Problem:
Can you recast the lines of all the entries below as a JSON list of strings, one string per line, skipping blank lines and leaving the pictures out?

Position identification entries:

□ □ □ □ □ □ □

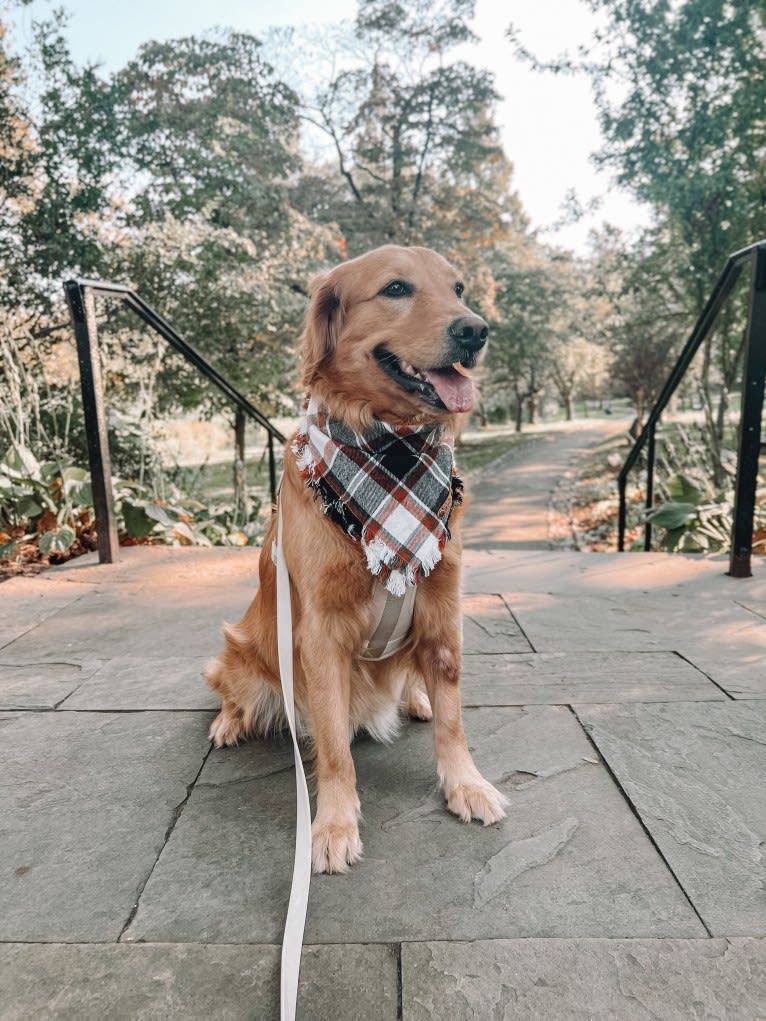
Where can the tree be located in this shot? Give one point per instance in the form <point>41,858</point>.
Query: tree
<point>680,93</point>
<point>520,326</point>
<point>413,137</point>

□ □ □ □ □ □ □

Written response:
[
  "Where can the tree be located in this shot? Give one point per instance in the form <point>41,858</point>.",
  "Query: tree",
  "<point>680,93</point>",
  "<point>520,326</point>",
  "<point>413,137</point>"
]